→ **Your assignment**
Every line from the one containing "Exercise. Mark the bicycle" down to the last line of the listing below should be restated exactly, and nothing else.

━━━

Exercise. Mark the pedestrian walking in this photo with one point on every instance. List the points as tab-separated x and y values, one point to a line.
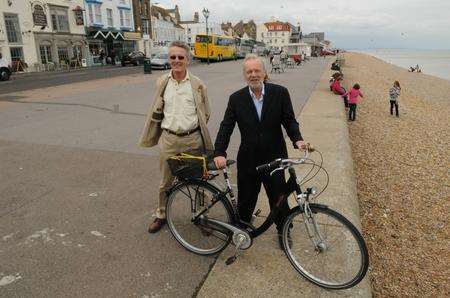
353	100
176	121
260	109
394	94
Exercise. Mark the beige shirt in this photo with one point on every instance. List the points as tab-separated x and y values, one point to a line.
179	106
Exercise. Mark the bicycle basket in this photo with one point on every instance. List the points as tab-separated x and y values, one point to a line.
184	166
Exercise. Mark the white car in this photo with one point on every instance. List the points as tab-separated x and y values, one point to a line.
5	70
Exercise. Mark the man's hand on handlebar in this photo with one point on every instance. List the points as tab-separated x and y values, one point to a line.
220	161
301	145
304	146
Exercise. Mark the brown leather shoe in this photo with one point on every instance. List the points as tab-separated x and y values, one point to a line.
156	225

━━━

→ **Task response**
Exercise. Mark the bicycle basket in this photo with one point on every instance. List the points as tab-separated x and y values, one point to a line.
184	166
Exercise. Mark the white car in this photo with one point on every instance. List the points as tab-separated x and y values, one point to a line.
5	70
Exercise. Mark the man's hand on handlebar in this photo with one point on every instance. List the points as tab-separated x and y values, one point to a line.
220	161
301	145
304	146
Exercise. Mark the brown leather shoe in this photo with one point on every instance. List the points as tab-separated x and y values, one point to a line.
156	225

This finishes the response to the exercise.